REQUEST
Return every line of the data below that contains the string "tower". Matching is case-sensitive.

INPUT RECORDS
--- begin ---

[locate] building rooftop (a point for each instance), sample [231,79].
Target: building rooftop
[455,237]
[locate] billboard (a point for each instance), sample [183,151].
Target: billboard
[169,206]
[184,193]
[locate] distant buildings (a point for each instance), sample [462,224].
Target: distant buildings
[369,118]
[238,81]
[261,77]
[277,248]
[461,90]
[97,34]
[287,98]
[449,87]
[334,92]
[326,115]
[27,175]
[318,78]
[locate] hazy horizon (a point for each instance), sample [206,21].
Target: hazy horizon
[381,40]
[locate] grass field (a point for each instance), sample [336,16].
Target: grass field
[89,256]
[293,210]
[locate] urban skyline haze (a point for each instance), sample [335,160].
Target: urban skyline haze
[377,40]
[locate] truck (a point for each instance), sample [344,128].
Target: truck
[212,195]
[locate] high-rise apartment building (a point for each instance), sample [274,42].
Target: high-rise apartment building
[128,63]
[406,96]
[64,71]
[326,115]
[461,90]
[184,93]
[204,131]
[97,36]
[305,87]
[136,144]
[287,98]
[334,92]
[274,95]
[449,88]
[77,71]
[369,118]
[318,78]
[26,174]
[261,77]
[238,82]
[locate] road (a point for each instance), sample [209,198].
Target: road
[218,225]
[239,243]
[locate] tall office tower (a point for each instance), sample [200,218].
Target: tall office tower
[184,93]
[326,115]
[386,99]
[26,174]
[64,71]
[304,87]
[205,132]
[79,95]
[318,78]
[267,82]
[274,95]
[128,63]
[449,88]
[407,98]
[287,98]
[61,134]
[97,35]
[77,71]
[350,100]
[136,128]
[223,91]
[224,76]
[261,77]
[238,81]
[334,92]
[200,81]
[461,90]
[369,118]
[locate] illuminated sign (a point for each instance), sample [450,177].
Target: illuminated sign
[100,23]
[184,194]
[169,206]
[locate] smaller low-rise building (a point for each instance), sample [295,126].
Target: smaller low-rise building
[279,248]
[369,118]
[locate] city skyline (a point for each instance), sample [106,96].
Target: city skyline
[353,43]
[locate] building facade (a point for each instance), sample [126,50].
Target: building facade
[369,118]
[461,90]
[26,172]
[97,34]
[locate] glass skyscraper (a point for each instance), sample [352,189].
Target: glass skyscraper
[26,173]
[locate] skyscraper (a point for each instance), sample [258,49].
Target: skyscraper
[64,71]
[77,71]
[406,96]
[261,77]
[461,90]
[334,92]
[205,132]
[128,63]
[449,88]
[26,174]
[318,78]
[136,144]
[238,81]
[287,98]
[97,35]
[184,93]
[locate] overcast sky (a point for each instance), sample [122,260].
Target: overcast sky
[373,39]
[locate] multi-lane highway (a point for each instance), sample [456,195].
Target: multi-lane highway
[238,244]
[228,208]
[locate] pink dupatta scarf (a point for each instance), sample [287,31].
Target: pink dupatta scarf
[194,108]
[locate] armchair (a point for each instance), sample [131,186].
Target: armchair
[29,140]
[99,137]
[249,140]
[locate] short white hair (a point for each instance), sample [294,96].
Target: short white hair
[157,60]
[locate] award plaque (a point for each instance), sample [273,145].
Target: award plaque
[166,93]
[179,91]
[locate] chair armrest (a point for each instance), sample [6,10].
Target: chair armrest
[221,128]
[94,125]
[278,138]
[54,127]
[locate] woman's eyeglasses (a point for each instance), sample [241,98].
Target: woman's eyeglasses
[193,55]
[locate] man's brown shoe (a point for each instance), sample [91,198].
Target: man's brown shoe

--- end ---
--- begin ---

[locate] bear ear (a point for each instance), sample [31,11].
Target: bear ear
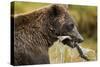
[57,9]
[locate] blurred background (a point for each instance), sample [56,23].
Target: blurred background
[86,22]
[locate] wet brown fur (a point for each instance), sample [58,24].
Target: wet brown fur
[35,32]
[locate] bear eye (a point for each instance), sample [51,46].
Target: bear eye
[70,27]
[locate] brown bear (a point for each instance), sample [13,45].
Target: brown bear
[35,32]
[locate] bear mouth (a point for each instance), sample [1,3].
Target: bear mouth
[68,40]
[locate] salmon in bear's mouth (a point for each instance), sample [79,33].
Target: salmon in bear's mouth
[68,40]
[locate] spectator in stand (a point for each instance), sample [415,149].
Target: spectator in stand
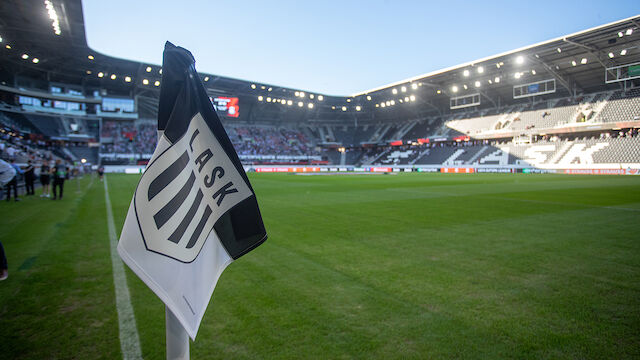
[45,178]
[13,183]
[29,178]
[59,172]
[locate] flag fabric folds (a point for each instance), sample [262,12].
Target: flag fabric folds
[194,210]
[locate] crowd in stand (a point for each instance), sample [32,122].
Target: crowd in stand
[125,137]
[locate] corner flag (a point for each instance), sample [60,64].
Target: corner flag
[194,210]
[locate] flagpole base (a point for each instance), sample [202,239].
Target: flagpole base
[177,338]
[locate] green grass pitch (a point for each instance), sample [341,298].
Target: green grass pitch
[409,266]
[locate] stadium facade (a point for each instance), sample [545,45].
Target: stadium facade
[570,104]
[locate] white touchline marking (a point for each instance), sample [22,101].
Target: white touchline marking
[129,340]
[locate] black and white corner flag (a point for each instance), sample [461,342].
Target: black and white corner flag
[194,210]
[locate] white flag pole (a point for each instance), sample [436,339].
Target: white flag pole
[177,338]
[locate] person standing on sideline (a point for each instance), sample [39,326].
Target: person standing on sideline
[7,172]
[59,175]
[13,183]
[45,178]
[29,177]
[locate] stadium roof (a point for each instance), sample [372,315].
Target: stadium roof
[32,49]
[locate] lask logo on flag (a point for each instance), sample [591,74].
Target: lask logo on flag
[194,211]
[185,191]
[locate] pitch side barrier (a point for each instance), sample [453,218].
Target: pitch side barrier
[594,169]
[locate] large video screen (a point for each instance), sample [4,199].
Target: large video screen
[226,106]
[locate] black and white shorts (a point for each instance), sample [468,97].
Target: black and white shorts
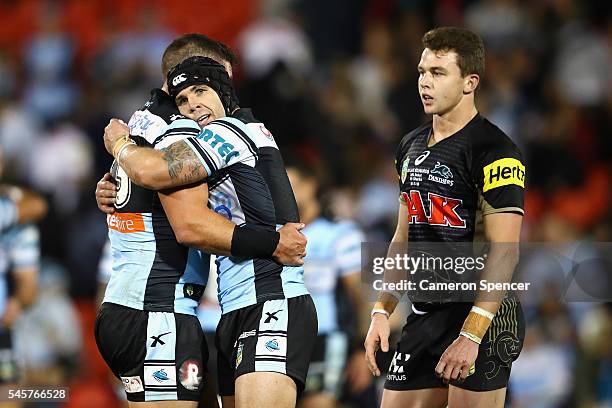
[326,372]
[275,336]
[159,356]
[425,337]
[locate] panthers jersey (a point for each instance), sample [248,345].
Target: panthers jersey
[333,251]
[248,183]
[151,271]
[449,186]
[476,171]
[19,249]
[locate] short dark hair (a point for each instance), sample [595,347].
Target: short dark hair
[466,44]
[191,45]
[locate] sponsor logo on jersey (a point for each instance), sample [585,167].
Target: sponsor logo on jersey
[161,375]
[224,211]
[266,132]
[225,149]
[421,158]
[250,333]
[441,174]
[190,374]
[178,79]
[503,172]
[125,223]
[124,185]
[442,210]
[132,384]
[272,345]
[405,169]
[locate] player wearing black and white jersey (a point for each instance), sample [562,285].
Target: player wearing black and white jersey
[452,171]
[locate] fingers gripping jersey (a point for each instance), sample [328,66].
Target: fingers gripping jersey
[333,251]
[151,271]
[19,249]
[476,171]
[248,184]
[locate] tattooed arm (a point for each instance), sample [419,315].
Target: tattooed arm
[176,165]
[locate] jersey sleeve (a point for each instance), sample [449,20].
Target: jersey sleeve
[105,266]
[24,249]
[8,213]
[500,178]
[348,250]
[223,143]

--- end ---

THE OUTPUT
[locate] tall office tower (a point for each instance), sample [200,218].
Target: tall office tower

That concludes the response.